● **Activity**:
Your answer should hold the data exactly as given, minus any picture.

● **The data**:
---+---
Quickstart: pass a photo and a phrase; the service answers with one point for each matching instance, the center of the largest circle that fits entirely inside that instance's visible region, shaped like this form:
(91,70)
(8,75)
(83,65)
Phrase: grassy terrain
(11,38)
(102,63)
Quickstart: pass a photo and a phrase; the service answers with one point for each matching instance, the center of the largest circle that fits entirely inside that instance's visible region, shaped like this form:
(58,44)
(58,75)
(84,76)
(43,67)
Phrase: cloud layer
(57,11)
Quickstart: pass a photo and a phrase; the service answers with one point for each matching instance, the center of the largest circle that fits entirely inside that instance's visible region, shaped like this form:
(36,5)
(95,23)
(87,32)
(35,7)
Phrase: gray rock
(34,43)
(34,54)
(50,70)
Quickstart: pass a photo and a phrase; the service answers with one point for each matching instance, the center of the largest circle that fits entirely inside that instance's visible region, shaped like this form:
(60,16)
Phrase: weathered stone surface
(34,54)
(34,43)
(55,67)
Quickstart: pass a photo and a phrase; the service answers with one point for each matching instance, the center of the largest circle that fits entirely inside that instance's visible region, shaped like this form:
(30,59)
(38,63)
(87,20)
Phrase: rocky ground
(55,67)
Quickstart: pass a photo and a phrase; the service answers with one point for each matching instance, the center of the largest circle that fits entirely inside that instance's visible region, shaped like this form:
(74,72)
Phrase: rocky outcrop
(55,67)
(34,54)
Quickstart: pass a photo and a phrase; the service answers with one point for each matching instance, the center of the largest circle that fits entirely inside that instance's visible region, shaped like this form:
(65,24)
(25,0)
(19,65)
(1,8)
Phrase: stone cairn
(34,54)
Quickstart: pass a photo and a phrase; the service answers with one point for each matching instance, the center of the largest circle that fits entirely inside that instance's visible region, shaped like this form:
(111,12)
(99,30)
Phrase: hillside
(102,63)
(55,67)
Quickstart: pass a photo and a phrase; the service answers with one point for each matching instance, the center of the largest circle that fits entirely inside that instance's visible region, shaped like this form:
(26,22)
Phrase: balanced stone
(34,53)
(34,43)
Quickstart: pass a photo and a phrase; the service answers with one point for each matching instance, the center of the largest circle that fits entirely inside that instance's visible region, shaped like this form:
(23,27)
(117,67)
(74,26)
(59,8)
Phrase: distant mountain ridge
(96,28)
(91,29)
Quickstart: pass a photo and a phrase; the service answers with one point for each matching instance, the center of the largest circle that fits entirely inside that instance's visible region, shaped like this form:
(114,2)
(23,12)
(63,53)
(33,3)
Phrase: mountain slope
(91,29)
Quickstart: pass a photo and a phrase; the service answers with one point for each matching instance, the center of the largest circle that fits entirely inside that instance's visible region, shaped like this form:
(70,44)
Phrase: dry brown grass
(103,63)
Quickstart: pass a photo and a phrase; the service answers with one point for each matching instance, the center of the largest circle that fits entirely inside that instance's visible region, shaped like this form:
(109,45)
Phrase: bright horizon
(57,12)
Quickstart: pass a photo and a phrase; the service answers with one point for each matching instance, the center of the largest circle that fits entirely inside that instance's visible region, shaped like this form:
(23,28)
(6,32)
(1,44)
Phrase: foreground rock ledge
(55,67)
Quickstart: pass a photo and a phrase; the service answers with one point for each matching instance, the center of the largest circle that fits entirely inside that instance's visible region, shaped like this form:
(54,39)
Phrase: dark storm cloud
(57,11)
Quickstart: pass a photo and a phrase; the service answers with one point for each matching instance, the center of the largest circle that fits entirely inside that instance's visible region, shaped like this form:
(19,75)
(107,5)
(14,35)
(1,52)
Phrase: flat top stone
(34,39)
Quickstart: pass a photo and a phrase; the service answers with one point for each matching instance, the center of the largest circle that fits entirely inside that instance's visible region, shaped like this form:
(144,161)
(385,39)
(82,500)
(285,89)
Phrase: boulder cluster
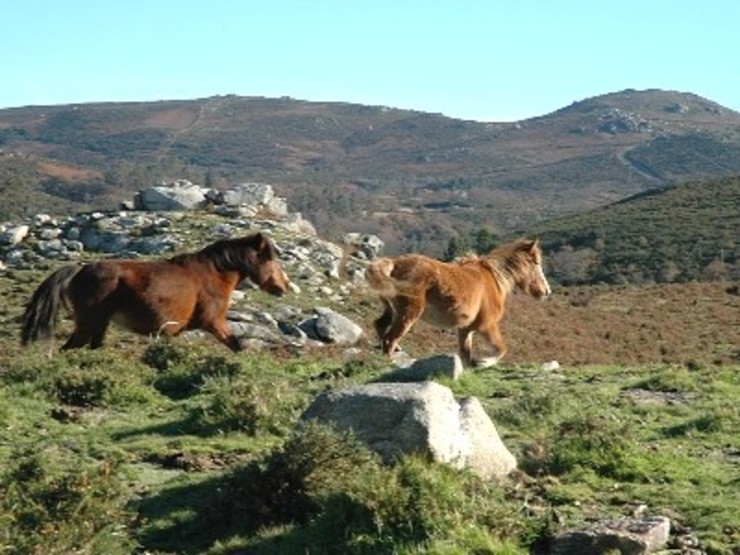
(405,412)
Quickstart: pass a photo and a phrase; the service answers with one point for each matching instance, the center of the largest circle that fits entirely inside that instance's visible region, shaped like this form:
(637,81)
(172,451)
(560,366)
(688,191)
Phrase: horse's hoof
(485,362)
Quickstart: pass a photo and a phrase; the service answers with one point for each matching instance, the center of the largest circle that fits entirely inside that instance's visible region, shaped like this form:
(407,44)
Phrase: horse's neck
(501,273)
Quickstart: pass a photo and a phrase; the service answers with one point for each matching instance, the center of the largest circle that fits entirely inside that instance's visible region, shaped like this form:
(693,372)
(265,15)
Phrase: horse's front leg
(492,334)
(383,324)
(407,311)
---+---
● **Finished exercise**:
Quickstart: pass a photo and a phrase; the service answers with one point for each matching instance, the center of the largest circle that fits entirely inside that instance's visible region, shaped like this form:
(91,70)
(8,75)
(83,65)
Phrase: grassy terrain
(11,38)
(102,63)
Quickstart: pass a photo and a phrase; the service answers with one point for each matching instance, the center of the largest circle that fits entirely inside that instance's visible region, shaped like this form:
(58,44)
(58,75)
(84,76)
(43,67)
Phrase: cloud layer
(57,11)
Quickstart: pass a photo and a phrase; the service answers with one point for each matching instance, the center of the largest circle that fits entirely inside that instance's visible region, shaped like this form:
(36,5)
(95,23)
(87,32)
(35,7)
Phrase: gray rock
(34,43)
(34,54)
(50,70)
Quickstart: pass a photo and a phrase; the service answers with one point for each matching instance, the center of the largest circle that fits entirely inside that instance's visible region, shaped like this form:
(60,16)
Phrase: weathered stone surface
(34,54)
(34,43)
(55,67)
Quickstart: pass a photo and a phrase; the service answers with one point for each matching instance, the center of the largest circle that fits entirely inside that instance's visible region, shaped like this form:
(30,59)
(38,63)
(87,20)
Phrase: rocky ground
(55,67)
Quickstart: pass a photo and a phrase; the service answers with one point for each matching instance, the center of the largest circle that fits entirely inside that instance's visible region, shaped like this form:
(74,72)
Phrase: rocky outcrop
(55,67)
(34,54)
Quickstart: pass a photo and a phrase; the service answers with one point for each matching instance, the center of the largest circle that fits entirely inside that instance's visible region, shaped like this form:
(65,24)
(25,0)
(19,65)
(1,8)
Phrase: stone cairn
(34,54)
Quickstart: pass a photo and a phrase; the service answers with one point for each matching instance, the center of the largest circle that fits entirely inside that instance's visible region, shaped like this form:
(111,12)
(99,30)
Phrase: hillside
(102,63)
(55,67)
Quickstart: pass a photo and a phrase; the service answers with one point for each matching instance, the center of the largest circle that fits entirely inside that instance's visible region, shaped like this form:
(26,22)
Phrase: balanced stone
(34,53)
(34,43)
Quickstart: pass a photo and a phrase; the service answers with one point for each matching instance, the center of the largest circle that fits entirely inside that instance's visible region, shaped like this form:
(23,27)
(117,67)
(74,26)
(59,8)
Phrase: distant mountain ridge
(96,28)
(91,29)
Quickstart: pass a photo and a phrase; the service answers with one point for each matching instance, the center of the largest circle that fits entirely inside that instance's visible region, shaped like this form:
(114,2)
(23,12)
(63,53)
(33,3)
Phrase: mountain slope
(91,29)
Quickstart: pass a photo and a phrase; the service answers with one point for each matching instance, the center of the largest circle that fits entirely inside that instance's visible region, shaped like this form:
(70,44)
Phrase: dry brown grass
(103,63)
Quickstart: pass a photo and a phrase; the service answers with one point for each matching instance, the center of the largest circle that fits entirely inside that instance's visible region, shaped like this form:
(109,45)
Phrase: bright horizon
(57,12)
Quickstart: pass a photo and a phrase; the service answers with one point for each matching instance, the center of the largest circle that fits entirely inside that instance's visible region, shaped like this form:
(23,28)
(6,32)
(1,44)
Phrase: foreground rock ledge
(55,67)
Quickstart: pass a photo and a phrase; the service answers with one point for each matching instance, the center of the largest circle that fits entirely inside that instance's visible region, shaped like this form:
(54,39)
Phrase: dark storm cloud
(57,11)
Quickstart: pass a photo and a phrase; the service answers with one point for each matching instance, the center of the largest circle that fits entirely inside that instance's visible region, shaped like this form:
(19,75)
(107,5)
(14,35)
(1,52)
Phrase: flat top stone
(34,39)
Quickstart: pass a photo and a phrase; the service answers with one point for each matching instance, the center of the largest circle that fits entirely inside that instance's visible region, shaped like this form:
(144,161)
(385,39)
(82,500)
(285,89)
Phrase: boulder cluster
(405,412)
Quickstart: pass a photo and a phrase; the service answers with one point for each matching instance, the center of the largest circle that fits entirely inside that instance's visible region, shaped like this form:
(637,81)
(172,451)
(560,366)
(688,191)
Phrase: horse's hoof
(485,362)
Quickstart: pass a photo and a phrase; the service answers with one point for each matching instance, the center of the largest circle that fits entirely inside that instance's visible region, shaped like this form:
(407,44)
Phrase: horse's neck
(501,273)
Quickstart: pass a photo and a phrase; the service answers with one point for each matching instance, the center of the largest circle that fits entirely inside that instance's visible region, shaped like this form:
(693,372)
(265,15)
Phrase: horse's front leg
(492,334)
(383,324)
(407,311)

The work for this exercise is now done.